Start of SOURCE EXCERPT
Indian envoy to Russia, Ambassador D. Bala Venkatesh Varma, discusses Indo-Russia ties and the recently concluded Modi-Putin Summit in Vladivostok. This conversation with ORF President Samir Saran lays special focus on the status of Jammu and Kashmir — after the abrogation of Article 370 — as well as on the Indo-Pacific region. Here is the edited transcript.
Samir Saran: The Joint India-Russia Statement issued at the end of Prime Minister Narendra Modi’s visit to Vladivostok is an extremely comprehensive one. The 81 paragraph statement looks at virtually every aspect of the relationship and reaffirms the commitment of both sides to strengthening ties. What would you consider the most significant aspect of the trip?
Venkatesh Verma: This was Prime Minister Narendra Modi’s first visit to Vladivostok — at the invitation of President Putin to be the chief guest at the 5th Eastern Economic Forum (EEF). The 20th Annual Summit was also held a day prior to the EEF meeting. Since leaders of both countries meet frequently, the most important aspect of the Vladivostok visit was continuation of the conversation between Prime Minister Modi and President Putin on bilateral issues as well as on regional and international affairs. This is a relationship based on trust and confidence and is the guiding spirit of our strategic partnership. The Joint Statement sets out common position for both countries on a range of issues. It also includes key pointers towards an ongoing transformation underway in the India-Russia relationship.
End of SOURCE EXCERPT
▶ [PROBLEMS TO WORK ON]
- 1) Render this sentence from the India-Russia interview in Spanish: "This is a relationship based on trust and confidence and is the guiding spirit of our strategic partnership."
- 2) Answer these questions using the India-Russia interview:
(a) How many paragraphs does the Joint India-Russia Statement contain?
(b) At which event was Prime Minister Modi invited to be the chief guest?
(c) When was the 20th Annual Summit held in relation to the EEF meeting?
- 3) Continue the India-Russia interview after its last sentence.
The items that come after the India-Russia interview are separate material.
Start of DATA
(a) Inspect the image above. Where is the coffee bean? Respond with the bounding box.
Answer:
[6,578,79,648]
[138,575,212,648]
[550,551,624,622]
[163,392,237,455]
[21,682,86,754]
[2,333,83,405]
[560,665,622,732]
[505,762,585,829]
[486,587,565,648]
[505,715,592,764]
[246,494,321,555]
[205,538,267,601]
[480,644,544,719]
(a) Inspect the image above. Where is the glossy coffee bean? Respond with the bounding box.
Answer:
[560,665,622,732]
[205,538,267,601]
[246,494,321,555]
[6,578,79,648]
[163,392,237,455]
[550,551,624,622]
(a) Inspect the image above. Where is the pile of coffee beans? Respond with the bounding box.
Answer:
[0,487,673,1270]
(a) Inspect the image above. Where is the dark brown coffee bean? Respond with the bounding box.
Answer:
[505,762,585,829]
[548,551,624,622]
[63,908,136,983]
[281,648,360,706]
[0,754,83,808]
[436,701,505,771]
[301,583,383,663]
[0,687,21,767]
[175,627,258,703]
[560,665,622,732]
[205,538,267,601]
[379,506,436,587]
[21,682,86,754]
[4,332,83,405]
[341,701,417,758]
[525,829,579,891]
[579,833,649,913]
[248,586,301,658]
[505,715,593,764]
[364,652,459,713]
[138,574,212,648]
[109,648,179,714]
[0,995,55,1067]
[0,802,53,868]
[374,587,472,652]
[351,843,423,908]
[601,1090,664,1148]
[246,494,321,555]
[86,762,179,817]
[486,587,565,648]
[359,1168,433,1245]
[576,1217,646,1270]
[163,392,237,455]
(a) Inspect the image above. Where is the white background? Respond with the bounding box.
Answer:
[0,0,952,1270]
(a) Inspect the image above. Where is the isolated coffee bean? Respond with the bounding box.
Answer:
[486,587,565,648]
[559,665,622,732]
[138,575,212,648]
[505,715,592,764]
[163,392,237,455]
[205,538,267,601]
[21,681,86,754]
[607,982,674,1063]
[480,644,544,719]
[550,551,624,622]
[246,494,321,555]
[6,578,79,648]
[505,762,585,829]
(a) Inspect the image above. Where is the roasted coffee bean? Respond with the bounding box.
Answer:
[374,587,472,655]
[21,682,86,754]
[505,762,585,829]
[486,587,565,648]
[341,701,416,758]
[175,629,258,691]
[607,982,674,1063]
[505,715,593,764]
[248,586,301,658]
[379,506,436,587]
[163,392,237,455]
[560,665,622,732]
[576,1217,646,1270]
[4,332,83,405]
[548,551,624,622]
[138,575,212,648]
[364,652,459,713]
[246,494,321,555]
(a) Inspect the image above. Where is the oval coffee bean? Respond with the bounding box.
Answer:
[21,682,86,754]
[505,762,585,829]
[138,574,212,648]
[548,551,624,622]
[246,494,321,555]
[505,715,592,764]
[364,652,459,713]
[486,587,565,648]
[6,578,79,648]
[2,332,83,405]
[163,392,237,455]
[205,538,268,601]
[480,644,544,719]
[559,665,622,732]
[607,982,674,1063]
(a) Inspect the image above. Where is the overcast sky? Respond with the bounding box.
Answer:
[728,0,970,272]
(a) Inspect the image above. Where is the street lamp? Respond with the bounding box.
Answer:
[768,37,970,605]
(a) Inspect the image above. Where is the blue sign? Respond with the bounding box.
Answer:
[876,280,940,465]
End of DATA
▶ [EXPECTED RESULTS]
- 1) Esta es una relación basada en la confianza y la seguridad, y es el espíritu rector de nuestra asociación estratégica.

- 2)
(a) 81 paragraphs.
(b) The 5th Eastern Economic Forum (EEF).
(c) A day before the EEF meeting.

- 3)
India has historical relations with a number of countries; over time, India has built newer relations with yet more countries. India-Russia relations are unique in terms of a very old relationship, and that is undergoing a fundamental renewal. We are strengthening our roots and at the same time developing new branches. The evergreen nature of India-Russia relations is there for all to see. Prime Minister Modi’s visit to Vladivostok was unlike any other as it combined the strength of history, determined will of our leaders, vision of an economic growth trajectory, and a common determination to grasp emerging geopolitical opportunities. India and Russia are uniquely placed to grasp all these at the same time.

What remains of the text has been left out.